Brief A
In the naval aviation text, rewrite the paragraph beginning "It is now worth reasoning" as a short bulleted list that keeps its main facts.

Text extract
The captain is responsible for working up his ship’s company and his air group so that the ship will conduct itself safely and operate to its best ability. He has Heads of Department to supervise sections such as Air, Engineering, Supply and Seaman. The senior aviator on board is the Commander (Air) (generally known as “Wings”) who is the direct adviser to the Captain on all aspects of aviation within the ship. He has general responsibility for the operational and domestic conduct of the air group. His right-hand man is known as Lt Cdr (Flying) (generally known as “Little F”) and he is principally responsible for the safe movement and control of aircraft operating to and from the deck. Other equally important appointments include the Flight Deck Officer (FDO) who controls all movements on the flight deck and the Landing Sight Officer (LSO) who is responsible for “talking down” aircraft on the approach to the deck and grading the quality of the approach and the deck landing, thus ensuring high standards and the preservation of flight safety. Other important appointments include Air Operations Officers, Direction Officers and Carrier Controlled Approach Officers.

In parallel, the Observers who fly in anti-submarine and early warning helicopters have little in common with their RAF counterparts.  They hold qualifications that are directly compatible with ships and are inter-operable.  Much the same can be said of the Rating aircrewmen.  On the air engineering side there is a hierarchy of highly qualified aviation engineers or Air Engineer Officers (AEOs) who carry out similar supervisory and command duties to their aviator counterparts. Their sphere of influence encompasses Squadron engineering standards, certain aspects of flight deck operations and Hangar Control and aircraft maintenance.

All of the above need to have in-depth experience of embarked carrier operations without which they would be unable to conduct their work effectively. Although members of the air group, they generally remain with the ship both in harbour and at sea and are an integral part of the ship’s company. RAF personnel cannot offer this kind of service, nor can be asked to be present aboard the ships continuously: if they are required to operate to these completely different standards, they arguably become FAA personnel, and are RAF no more.
It is considerably harder for RAF personnel to serve at sea than it is challenging for FAA personnel serve ashore, for a whole lot of reasons.

Other good reasons to keep the FAA dear

It is now worth reasoning in terms of deployability, taking into account the Tour Interval Guidelines and Separated Service Harmony Guidelines of each service. Harmony Guidelines are designed to ensure harmony between competing aspects of Service personnel's lives: operations, time recuperating after operations, personal and professional development, unit formation and time with families. Two measures of harmony are used: Unit Tour Intervals and Separated Service. Unit Tour Intervals measure the frequency of deployment. Separated Service measures absence from normal place of duty or lack of freedom to enjoy leisure at the normal place of duty. Separated Service includes activities not captured by Unit Tour Intervals like pre- deployment training, exercises, public duties, recruitment activities, and other duties which result in personnel not sleeping in usual accommodation. 

The MoD began consistently reporting Unit Tour Intervals and Separated Service in 2006, although some data was collected already before then. Each Service has different criteria for Harmony Guidelines, reflecting different operational practices.

The guidelines can be found on the official government documents, and you can read them here.

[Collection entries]

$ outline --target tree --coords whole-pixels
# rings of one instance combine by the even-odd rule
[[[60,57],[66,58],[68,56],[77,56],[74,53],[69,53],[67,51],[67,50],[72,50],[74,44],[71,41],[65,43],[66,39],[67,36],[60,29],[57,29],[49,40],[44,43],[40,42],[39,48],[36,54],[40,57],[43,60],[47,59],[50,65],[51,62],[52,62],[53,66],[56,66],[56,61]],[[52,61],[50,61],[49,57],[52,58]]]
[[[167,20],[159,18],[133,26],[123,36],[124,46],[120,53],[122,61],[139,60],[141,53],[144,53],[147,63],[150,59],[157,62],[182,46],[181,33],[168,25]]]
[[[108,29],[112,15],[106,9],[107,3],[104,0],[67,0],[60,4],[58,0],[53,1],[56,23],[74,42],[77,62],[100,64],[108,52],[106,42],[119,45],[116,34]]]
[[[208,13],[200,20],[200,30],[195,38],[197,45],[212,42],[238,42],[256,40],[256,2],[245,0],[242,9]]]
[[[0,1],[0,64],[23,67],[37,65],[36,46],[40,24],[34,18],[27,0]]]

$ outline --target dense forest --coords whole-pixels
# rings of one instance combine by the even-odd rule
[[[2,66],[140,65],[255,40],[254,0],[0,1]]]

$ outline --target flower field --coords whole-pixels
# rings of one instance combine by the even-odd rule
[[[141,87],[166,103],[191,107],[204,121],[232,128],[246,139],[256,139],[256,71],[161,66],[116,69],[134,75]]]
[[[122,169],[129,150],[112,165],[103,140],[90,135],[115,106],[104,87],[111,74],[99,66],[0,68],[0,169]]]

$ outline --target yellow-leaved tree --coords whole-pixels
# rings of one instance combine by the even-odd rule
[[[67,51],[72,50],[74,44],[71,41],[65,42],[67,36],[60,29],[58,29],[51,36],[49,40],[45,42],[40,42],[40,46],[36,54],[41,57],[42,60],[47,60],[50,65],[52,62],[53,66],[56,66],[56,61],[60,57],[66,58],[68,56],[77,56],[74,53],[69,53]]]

Brief B
Echo the records from the line holding "field --coords whole-pixels" through the end of the records, inclusive.

Response A
- Deployability can be weighed against each service's Tour Interval Guidelines and Separated Service Harmony Guidelines.
- Harmony Guidelines aim to balance operations, recuperation after operations, personal and professional development, unit formation and time with families.
- Harmony is measured in two ways: Unit Tour Intervals and Separated Service.
- Unit Tour Intervals measure how often personnel deploy.
- Separated Service measures absence from the normal place of duty, or lack of freedom to enjoy leisure there.
- Separated Service also covers activities that Unit Tour Intervals miss, such as pre-deployment training, exercises, public duties, recruitment activities and other duties that keep personnel from sleeping in their usual accommodation.

Response B
$ outline --target flower field --coords whole-pixels
# rings of one instance combine by the even-odd rule
[[[141,87],[166,103],[191,107],[204,121],[232,128],[246,139],[256,139],[256,71],[161,66],[116,69],[134,75]]]
[[[122,169],[129,150],[112,165],[103,140],[90,135],[115,106],[104,87],[111,74],[99,66],[0,68],[0,169]]]

$ outline --target yellow-leaved tree --coords whole-pixels
# rings of one instance combine by the even-odd rule
[[[67,51],[72,50],[74,44],[71,41],[65,42],[67,36],[60,29],[58,29],[51,36],[49,40],[45,42],[40,42],[40,46],[36,54],[41,57],[42,60],[47,60],[50,65],[52,62],[53,66],[56,66],[56,61],[60,57],[66,58],[68,56],[77,56],[74,53],[69,53]]]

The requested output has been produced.